▸ **Task**: Retype every one of the records below word for word, leaving out the pictures.

+ + +

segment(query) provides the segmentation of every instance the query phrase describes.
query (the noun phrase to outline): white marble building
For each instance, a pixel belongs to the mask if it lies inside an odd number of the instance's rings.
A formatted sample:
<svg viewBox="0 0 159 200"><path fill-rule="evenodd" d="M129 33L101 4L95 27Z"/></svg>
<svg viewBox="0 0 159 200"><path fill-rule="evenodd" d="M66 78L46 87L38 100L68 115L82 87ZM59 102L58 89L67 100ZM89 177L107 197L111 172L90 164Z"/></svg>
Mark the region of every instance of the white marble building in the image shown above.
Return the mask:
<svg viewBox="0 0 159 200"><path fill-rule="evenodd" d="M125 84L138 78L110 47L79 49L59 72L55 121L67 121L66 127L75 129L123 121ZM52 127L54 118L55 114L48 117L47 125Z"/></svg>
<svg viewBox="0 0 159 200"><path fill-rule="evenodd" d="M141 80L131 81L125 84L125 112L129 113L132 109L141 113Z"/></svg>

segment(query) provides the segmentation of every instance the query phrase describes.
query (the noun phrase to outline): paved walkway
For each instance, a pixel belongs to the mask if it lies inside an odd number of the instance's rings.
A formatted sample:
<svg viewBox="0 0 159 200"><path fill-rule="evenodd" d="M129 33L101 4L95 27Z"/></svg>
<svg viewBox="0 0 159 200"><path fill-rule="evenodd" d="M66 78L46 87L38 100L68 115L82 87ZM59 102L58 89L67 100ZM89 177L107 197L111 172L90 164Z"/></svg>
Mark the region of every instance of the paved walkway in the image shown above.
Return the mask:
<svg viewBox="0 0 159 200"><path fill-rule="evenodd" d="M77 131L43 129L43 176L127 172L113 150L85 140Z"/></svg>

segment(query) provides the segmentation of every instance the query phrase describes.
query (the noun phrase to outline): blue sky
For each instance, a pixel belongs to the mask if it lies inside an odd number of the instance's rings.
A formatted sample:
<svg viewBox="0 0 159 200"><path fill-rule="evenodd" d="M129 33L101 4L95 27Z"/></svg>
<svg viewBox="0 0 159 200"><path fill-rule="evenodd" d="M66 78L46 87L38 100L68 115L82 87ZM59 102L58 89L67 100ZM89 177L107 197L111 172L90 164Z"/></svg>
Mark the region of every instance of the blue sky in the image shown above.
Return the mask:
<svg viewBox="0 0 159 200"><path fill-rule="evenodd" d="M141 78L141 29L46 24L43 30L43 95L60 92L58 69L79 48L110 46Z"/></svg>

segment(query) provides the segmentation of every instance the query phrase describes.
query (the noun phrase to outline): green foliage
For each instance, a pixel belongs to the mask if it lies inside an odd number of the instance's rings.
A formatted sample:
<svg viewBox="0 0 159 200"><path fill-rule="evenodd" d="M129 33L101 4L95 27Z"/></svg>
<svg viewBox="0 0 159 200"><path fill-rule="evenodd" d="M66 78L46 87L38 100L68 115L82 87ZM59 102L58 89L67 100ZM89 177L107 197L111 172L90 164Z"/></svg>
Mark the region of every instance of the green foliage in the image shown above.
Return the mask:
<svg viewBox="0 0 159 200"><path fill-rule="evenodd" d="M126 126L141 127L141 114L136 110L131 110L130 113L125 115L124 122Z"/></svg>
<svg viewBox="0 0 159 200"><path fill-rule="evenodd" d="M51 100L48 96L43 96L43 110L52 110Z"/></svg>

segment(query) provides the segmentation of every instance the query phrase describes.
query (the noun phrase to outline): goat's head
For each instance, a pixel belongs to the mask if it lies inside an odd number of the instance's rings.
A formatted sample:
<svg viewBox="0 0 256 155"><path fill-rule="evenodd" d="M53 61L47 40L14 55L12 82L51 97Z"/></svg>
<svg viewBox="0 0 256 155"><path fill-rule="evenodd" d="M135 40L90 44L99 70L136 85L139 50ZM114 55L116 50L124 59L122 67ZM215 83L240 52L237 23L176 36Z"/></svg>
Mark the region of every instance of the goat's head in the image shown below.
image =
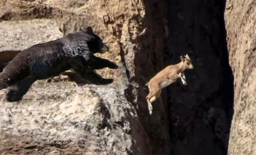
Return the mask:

+ + +

▸ **Exercise solution**:
segment(query) provides the segmentation of every instance the query phrase describes.
query (the noun phrase to outline): white marble building
For each instance, a pixel belongs to the mask if it lies inside an odd number of the instance's rings.
A formatted sample:
<svg viewBox="0 0 159 200"><path fill-rule="evenodd" d="M129 33L101 4L95 27Z"/></svg>
<svg viewBox="0 0 159 200"><path fill-rule="evenodd" d="M66 78L46 87L38 100L68 115L82 87ZM59 102L58 89L67 100ZM89 177L107 197L111 172L90 164Z"/></svg>
Mark the region of every instance of the white marble building in the image shown above.
Return the mask:
<svg viewBox="0 0 159 200"><path fill-rule="evenodd" d="M125 84L138 78L110 47L79 49L59 72L55 121L67 121L66 127L75 129L123 121ZM52 127L54 118L55 114L48 117L47 125Z"/></svg>
<svg viewBox="0 0 159 200"><path fill-rule="evenodd" d="M141 80L131 81L125 84L125 112L129 113L132 109L141 113Z"/></svg>

segment(query) provides the segmentation of every instance the query phrase describes.
query (the noun phrase to outline): paved walkway
For each instance, a pixel belongs to the mask if it lies inside an odd number of the instance's rings.
A formatted sample:
<svg viewBox="0 0 159 200"><path fill-rule="evenodd" d="M129 33L101 4L95 27Z"/></svg>
<svg viewBox="0 0 159 200"><path fill-rule="evenodd" d="M66 78L46 87L38 100L68 115L82 87ZM59 102L58 89L67 100ZM89 177L107 197L111 172L90 164Z"/></svg>
Mark the region of every instance of the paved walkway in the image shown above.
Return the mask:
<svg viewBox="0 0 159 200"><path fill-rule="evenodd" d="M77 131L43 129L43 176L127 172L113 150L85 140Z"/></svg>

segment(query) provides the segmentation of every instance the query phrase describes.
query (the noun phrase to outline): blue sky
For each instance, a pixel belongs to the mask if it lies inside an odd number of the instance's rings.
A formatted sample:
<svg viewBox="0 0 159 200"><path fill-rule="evenodd" d="M129 33L101 4L95 27Z"/></svg>
<svg viewBox="0 0 159 200"><path fill-rule="evenodd" d="M66 78L46 87L38 100L68 115L82 87ZM59 102L58 89L67 100ZM89 177L107 197L111 172L90 164Z"/></svg>
Mark the region of every instance of the blue sky in the image shown above.
Return the mask:
<svg viewBox="0 0 159 200"><path fill-rule="evenodd" d="M141 78L141 29L46 24L43 30L43 95L60 92L58 69L79 48L110 46Z"/></svg>

segment(query) provides the segmentation of every instance the query phrase describes.
query (the noun phrase to outline): green foliage
For each instance, a pixel belongs to the mask if it lies inside an odd number of the instance's rings.
A formatted sample:
<svg viewBox="0 0 159 200"><path fill-rule="evenodd" d="M129 33L101 4L95 27Z"/></svg>
<svg viewBox="0 0 159 200"><path fill-rule="evenodd" d="M66 78L46 87L38 100L68 115L82 87ZM59 102L58 89L67 100ZM89 177L107 197L111 172L90 164Z"/></svg>
Mark the region of every instance of the green foliage in the image shown above.
Return the mask:
<svg viewBox="0 0 159 200"><path fill-rule="evenodd" d="M126 126L141 127L141 114L136 110L131 110L130 113L125 115L124 122Z"/></svg>
<svg viewBox="0 0 159 200"><path fill-rule="evenodd" d="M51 100L48 96L43 96L43 110L52 110Z"/></svg>

segment(query) provides the segmentation of every instance the query phrase describes.
query (the noun phrase to outline): goat's head
For each instance, a pixel belongs to the mask if it lies inside an odd number of the instance's rings.
A formatted sample:
<svg viewBox="0 0 256 155"><path fill-rule="evenodd" d="M53 61L47 40L14 55L12 82L51 97Z"/></svg>
<svg viewBox="0 0 256 155"><path fill-rule="evenodd" d="M135 40L90 44L99 70L136 85L139 50ZM114 55L116 50L124 59L122 67ZM215 83L240 52L237 23L176 36Z"/></svg>
Mark the region of every instance of the goat's head in the image shown below.
image =
Return the mask:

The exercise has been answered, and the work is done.